**Work to be completed:**
Copy out all of the entries below, putting "Search" wherever "Query" appears and leaving everything else unchanged.

**Supplied records:**

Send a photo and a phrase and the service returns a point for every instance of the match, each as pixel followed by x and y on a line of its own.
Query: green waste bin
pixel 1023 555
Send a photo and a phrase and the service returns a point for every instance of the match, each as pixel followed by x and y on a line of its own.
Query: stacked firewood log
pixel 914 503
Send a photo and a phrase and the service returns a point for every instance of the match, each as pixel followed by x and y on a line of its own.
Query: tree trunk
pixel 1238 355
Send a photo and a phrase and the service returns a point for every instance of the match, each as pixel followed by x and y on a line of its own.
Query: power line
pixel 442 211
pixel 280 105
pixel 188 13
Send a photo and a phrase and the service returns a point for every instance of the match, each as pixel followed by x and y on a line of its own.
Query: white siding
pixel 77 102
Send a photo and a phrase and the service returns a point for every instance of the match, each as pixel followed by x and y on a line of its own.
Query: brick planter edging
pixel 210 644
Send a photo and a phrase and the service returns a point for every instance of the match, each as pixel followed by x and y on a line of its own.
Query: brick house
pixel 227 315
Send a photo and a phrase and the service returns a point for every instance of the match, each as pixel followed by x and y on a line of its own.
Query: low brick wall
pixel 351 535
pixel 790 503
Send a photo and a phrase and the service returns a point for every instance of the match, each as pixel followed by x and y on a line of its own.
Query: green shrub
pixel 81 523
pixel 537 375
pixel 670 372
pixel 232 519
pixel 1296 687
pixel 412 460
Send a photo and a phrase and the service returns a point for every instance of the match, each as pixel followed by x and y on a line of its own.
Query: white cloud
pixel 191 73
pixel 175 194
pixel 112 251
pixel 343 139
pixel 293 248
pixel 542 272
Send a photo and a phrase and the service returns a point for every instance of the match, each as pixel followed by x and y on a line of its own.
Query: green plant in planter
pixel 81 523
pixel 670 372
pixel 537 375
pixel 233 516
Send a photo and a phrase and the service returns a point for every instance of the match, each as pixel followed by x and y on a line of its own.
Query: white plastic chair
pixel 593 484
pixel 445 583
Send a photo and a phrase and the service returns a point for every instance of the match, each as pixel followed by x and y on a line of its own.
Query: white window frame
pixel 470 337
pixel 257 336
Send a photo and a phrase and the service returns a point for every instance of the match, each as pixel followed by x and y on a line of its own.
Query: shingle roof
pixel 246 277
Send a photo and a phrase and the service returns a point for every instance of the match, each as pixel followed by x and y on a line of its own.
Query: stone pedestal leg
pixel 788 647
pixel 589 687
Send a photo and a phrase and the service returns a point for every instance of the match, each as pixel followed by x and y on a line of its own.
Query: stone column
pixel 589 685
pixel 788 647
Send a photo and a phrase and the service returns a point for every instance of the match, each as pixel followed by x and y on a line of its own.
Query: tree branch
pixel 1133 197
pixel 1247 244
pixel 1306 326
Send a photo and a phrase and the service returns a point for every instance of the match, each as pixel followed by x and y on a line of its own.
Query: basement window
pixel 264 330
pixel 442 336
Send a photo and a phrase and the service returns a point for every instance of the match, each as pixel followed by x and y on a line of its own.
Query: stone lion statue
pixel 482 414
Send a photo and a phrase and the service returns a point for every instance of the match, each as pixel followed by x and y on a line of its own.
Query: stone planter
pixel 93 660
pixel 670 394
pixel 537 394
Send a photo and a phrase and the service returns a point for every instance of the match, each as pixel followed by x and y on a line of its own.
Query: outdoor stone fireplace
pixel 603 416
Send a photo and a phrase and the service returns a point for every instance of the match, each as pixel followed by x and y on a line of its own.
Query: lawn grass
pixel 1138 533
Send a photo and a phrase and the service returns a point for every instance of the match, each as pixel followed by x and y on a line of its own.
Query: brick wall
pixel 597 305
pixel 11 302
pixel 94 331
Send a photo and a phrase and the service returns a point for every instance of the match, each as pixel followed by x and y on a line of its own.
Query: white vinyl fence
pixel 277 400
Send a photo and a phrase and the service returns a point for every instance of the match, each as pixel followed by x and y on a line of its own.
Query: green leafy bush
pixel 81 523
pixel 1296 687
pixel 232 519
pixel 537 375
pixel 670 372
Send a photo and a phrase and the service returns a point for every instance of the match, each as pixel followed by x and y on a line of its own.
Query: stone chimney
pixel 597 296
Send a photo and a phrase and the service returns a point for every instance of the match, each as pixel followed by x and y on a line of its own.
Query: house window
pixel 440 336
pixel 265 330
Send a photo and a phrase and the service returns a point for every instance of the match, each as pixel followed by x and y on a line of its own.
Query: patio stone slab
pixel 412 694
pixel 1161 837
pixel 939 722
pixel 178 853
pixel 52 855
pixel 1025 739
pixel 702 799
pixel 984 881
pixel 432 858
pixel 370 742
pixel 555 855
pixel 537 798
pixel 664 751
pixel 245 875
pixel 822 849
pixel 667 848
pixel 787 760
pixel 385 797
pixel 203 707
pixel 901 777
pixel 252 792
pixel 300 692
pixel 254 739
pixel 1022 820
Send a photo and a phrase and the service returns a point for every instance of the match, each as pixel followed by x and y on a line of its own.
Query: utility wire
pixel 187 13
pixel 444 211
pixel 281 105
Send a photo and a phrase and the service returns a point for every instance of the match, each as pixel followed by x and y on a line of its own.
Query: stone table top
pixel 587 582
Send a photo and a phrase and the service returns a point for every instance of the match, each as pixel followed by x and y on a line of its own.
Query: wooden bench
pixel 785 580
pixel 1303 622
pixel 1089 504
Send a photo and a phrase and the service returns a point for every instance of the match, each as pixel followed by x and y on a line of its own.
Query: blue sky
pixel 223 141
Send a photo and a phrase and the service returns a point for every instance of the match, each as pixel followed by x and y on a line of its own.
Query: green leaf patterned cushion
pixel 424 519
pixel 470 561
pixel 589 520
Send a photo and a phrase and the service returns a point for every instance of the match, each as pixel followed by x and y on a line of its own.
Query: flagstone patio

**Task output:**
Send a photo and a phrase and the service returns a point for every instance of the match, each as pixel followed by x and y on a line of its own.
Search: green waste bin
pixel 1023 555
Send a photo and a phrase and the service returns a point for every instance of the match, each as pixel followed by x and y on a line of its own.
Search: stacked firewood log
pixel 914 503
Send a photo and a phrase and the service returns a point for every instance of the match, each as pixel followed by x and y on a line of its own.
Search: tree trunk
pixel 1238 355
Send a photo and a phrase and the service returns a point for every instance of the match, each as pixel followed by x and y on a line of its own.
Search: power line
pixel 442 211
pixel 280 105
pixel 188 13
Send a photo and a phrase and the service returns a point for every instance of the match, each as pixel followed by x and y on a line of its own.
Search: white siding
pixel 77 102
Send a photo and a phrase and the service returns a point for every instance of the match, each as pixel followed by x and y on a line of its own.
Search: brick planter edging
pixel 210 644
Send a photo and a phrase and the service returns a point for every instance of the match, each as pixel followed by x and y on a line of its own.
Search: brick house
pixel 227 315
Send a photo and a phrase and the service returns a point for every instance of the match, each as pixel followed by x and y on a line of its own.
Search: low brick wall
pixel 351 535
pixel 790 503
Send a photo and a phrase and the service returns a point for every instance of the match, each as pixel followed by x and y on a line of its own.
Search: green shrub
pixel 81 523
pixel 537 375
pixel 670 372
pixel 232 519
pixel 1296 687
pixel 412 460
Send a photo and a phrase and the service returns a point for every instance of the match, each as pixel followed by x and y on a line of its own.
Search: white cloud
pixel 191 73
pixel 175 194
pixel 112 251
pixel 343 139
pixel 293 248
pixel 542 272
Send a photo and a phrase and the service returns a point for every instance of the match, each as pixel followed by x and y on a line of its own.
Search: green plant in planter
pixel 81 523
pixel 670 372
pixel 537 375
pixel 233 516
Send a photo and a phrase and the service returns a point for every instance of the match, each as pixel followed by x and y on a line of its own.
Search: white plastic chair
pixel 593 484
pixel 445 583
Send a photo and a phrase and the service returns a point for every instance of the match, each as pixel followed by x and y on a line of its own.
Search: white window frame
pixel 470 337
pixel 257 336
Send a photo and a phrase and the service returns a point for every instance of the match, each as pixel followed by x and y on a line of its own.
Search: shingle roof
pixel 246 277
Send a photo and a phrase and the service returns a point for every instance of the match, each as pixel followed by x and y on a line of its own.
Search: stone pedestal leg
pixel 788 647
pixel 589 687
Send a photo and a phrase and the service returns a point for every instance of the match, each as pixel followed by x and y on a line of its own.
Search: stone column
pixel 589 685
pixel 788 647
Send a photo and a phrase and the service returns a point for every instance of the match, each as pixel followed by x and y on a line of its own.
Search: tree branch
pixel 1133 197
pixel 1247 244
pixel 1306 326
Send a photo and a phrase and the service returns a point for every instance of the match, each as pixel followed by x and y on a line of its own.
Search: basement window
pixel 264 330
pixel 442 336
Send a photo and a phrase and the service returns a point for every instance of the match, each as pixel followed by x and y on a line of its own.
Search: stone lion statue
pixel 482 414
Send a photo and a phrase and the service returns a point for every instance of the match, each as pixel followed by x and y on a line of its own.
Search: stone planter
pixel 93 660
pixel 670 394
pixel 537 394
Send a photo and a phrase and the service returns a point for every instance of the match, each as pixel followed by x and y on a line of its own.
Search: outdoor stone fireplace
pixel 603 416
Send a photo and a phrase and the service returns a point for every instance of the match, each as pixel followed by x and y on a line of its own.
Search: lawn grass
pixel 1138 533
Send a photo and a phrase and the service returns a point for every instance of the match, each as pixel followed by x and y on a line of its own.
Search: brick wall
pixel 597 305
pixel 11 302
pixel 94 331
Send a photo and a phrase and the service returns a point for every instance of the match, each as pixel followed by x and y on a line of its own.
Search: white vinyl fence
pixel 277 400
Send a photo and a phrase and the service returns a point for every instance of the match, each as pixel followed by x and y on a line of its own.
Search: green leafy bush
pixel 81 523
pixel 1296 687
pixel 232 519
pixel 537 375
pixel 670 372
Send a photo and a phrase and the service returns a point for every instance of the match, each as pixel followed by x and y on a line of its own.
Search: stone chimney
pixel 597 296
Send a photo and a phrase and the service returns a point for every instance of the match, each as pixel followed by x and y on a line of its own.
Search: house window
pixel 440 336
pixel 265 330
Send a photo and a phrase and the service returns a point for every instance of the match, each as pixel followed by x and y on a line of its own.
Search: patio stone slab
pixel 412 694
pixel 1161 837
pixel 939 722
pixel 178 853
pixel 52 855
pixel 1025 739
pixel 702 799
pixel 984 881
pixel 432 858
pixel 370 742
pixel 555 855
pixel 537 798
pixel 664 751
pixel 245 875
pixel 822 849
pixel 667 848
pixel 787 760
pixel 385 797
pixel 203 707
pixel 901 777
pixel 252 792
pixel 300 692
pixel 254 739
pixel 1022 820
Send a photo and a phrase and the service returns a point for every instance of the match, each as pixel followed by x and y on a line of its own.
Search: utility wire
pixel 187 13
pixel 444 211
pixel 281 105
Send a photo and a phrase and the service returns a point for every instance of the match, each as pixel followed by x and y on a line of its own.
Search: stone table top
pixel 587 582
Send a photo and a phrase and the service returns a point for every instance of the match, each as pixel followed by x and y on a line of its own.
Search: wooden bench
pixel 785 580
pixel 1303 622
pixel 1089 504
Send a photo and a phrase and the service returns a point for every instance of the match, each as pixel followed by x and y on a line of its own.
Search: blue sky
pixel 223 141
Send a photo and a phrase and the service returns a point for every instance of the match, each as pixel followed by x and y on a line of its own.
Search: green leaf patterned cushion
pixel 424 519
pixel 470 561
pixel 589 520
Send a photo and a phrase and the service returns a point for every instance of the match, each as pixel followed by x and y on a line of its own.
Search: flagstone patio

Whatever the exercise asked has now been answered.